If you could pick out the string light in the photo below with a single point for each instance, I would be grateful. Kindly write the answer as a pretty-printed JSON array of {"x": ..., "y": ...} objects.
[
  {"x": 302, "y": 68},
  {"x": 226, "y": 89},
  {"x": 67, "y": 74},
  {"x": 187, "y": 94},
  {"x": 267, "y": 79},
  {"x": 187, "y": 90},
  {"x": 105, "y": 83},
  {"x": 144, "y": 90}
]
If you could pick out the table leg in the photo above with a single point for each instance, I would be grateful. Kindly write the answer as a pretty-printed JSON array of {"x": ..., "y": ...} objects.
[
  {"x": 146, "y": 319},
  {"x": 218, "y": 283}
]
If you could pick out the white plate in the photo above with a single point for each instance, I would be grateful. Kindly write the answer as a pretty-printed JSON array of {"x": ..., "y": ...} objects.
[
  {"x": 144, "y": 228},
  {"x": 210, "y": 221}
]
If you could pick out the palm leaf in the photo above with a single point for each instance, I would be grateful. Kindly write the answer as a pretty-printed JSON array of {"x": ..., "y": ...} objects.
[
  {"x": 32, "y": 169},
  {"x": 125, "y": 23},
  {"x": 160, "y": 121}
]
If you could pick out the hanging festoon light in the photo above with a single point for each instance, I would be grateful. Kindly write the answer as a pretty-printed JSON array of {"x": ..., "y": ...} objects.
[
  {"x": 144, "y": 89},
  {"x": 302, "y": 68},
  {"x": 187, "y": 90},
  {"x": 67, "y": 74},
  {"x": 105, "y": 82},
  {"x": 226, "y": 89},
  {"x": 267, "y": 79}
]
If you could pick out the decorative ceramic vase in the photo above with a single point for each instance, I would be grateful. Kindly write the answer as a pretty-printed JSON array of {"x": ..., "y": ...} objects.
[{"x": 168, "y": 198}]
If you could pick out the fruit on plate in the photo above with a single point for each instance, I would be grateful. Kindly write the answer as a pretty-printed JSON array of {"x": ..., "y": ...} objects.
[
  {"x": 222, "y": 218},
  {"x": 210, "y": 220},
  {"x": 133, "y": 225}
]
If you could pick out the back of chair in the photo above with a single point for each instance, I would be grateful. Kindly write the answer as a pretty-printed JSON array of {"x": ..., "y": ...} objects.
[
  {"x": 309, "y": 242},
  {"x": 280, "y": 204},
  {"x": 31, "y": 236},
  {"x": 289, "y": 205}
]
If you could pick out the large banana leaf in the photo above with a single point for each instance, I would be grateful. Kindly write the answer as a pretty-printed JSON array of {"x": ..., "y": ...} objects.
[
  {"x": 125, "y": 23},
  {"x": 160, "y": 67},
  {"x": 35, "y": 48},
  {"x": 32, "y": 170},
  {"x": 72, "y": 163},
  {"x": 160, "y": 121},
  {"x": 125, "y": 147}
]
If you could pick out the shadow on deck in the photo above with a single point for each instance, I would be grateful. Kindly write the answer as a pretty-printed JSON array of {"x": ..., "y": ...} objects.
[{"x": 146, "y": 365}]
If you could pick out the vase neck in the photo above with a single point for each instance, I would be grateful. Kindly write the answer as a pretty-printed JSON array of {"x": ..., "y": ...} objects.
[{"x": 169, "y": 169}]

Work request.
The records above are to be restated word for word, in full.

Task response.
If you could pick out the string light in the photo below with a single point for each instance, I would be grateful. Kindly write the answer as a pretty-printed JSON array of {"x": ..., "y": ...} objects.
[
  {"x": 302, "y": 68},
  {"x": 226, "y": 89},
  {"x": 67, "y": 74},
  {"x": 187, "y": 94},
  {"x": 267, "y": 79},
  {"x": 187, "y": 90},
  {"x": 105, "y": 83},
  {"x": 144, "y": 90}
]
If you could pick out the table leg in the photo above with a single point for each instance, I would be grateful. Kindly write the answer as a pretty-printed JSON array of {"x": ..., "y": ...} objects.
[
  {"x": 146, "y": 319},
  {"x": 218, "y": 283}
]
If you could pick out the white plate in the photo above with a single point for each instance, I would be grateful. Kindly write the answer as a pretty-printed JSON array of {"x": ..., "y": ...} objects.
[
  {"x": 144, "y": 228},
  {"x": 210, "y": 221}
]
If you could pick out the palm leaf in the photo above with a single point for each instance, I would be grateful. Kindly write the answer as a pretty-printed JSON array of {"x": ..., "y": ...} objects.
[
  {"x": 32, "y": 169},
  {"x": 125, "y": 23},
  {"x": 160, "y": 121}
]
If you could pick out the hanging festoon light in the photo above with a single point for each instance, I would be grateful. Kindly write the answer as a pretty-printed JSON array of {"x": ..., "y": ...} objects.
[
  {"x": 144, "y": 89},
  {"x": 302, "y": 68},
  {"x": 187, "y": 90},
  {"x": 67, "y": 74},
  {"x": 105, "y": 82},
  {"x": 226, "y": 89},
  {"x": 267, "y": 79}
]
If you could pick out the decorative ceramic vase in the photo above with a single point for each instance, I would be grateful. Kindly write the answer as a pretty-printed JSON array of {"x": ..., "y": ...} objects.
[{"x": 168, "y": 198}]
If you could pick out the fruit on plate in the photo above with a single point for each instance, I would be grateful. Kindly write the answer as a pretty-printed JSON array of {"x": ..., "y": ...} objects.
[
  {"x": 222, "y": 218},
  {"x": 210, "y": 220},
  {"x": 133, "y": 225}
]
If you could pick out the back of chair in the photo above with a single point for each instance, I would be grateful. Kindly write the answer as a pretty-printed JSON array of {"x": ..., "y": ...} objects.
[
  {"x": 309, "y": 242},
  {"x": 280, "y": 204},
  {"x": 31, "y": 236},
  {"x": 289, "y": 205}
]
If you could pick out the large banana leaf in the photo above with a single point for each instance, I would be grateful. Kindly write the answer as a pretty-printed JSON array of {"x": ..., "y": ...} objects.
[
  {"x": 125, "y": 23},
  {"x": 160, "y": 67},
  {"x": 35, "y": 48},
  {"x": 32, "y": 170},
  {"x": 72, "y": 163},
  {"x": 160, "y": 121},
  {"x": 125, "y": 147}
]
If you could pick out the shadow on deck in the photo above with a single point for each instance, I would be grateful. Kindly write the answer as a pretty-printed JSON array of {"x": ..., "y": ...} objects.
[{"x": 146, "y": 365}]
If you could pick out the vase neck in the photo above with a single point for each instance, I would be grateful. Kindly write the answer as a pretty-printed JSON array of {"x": ..., "y": ...} objects.
[{"x": 169, "y": 169}]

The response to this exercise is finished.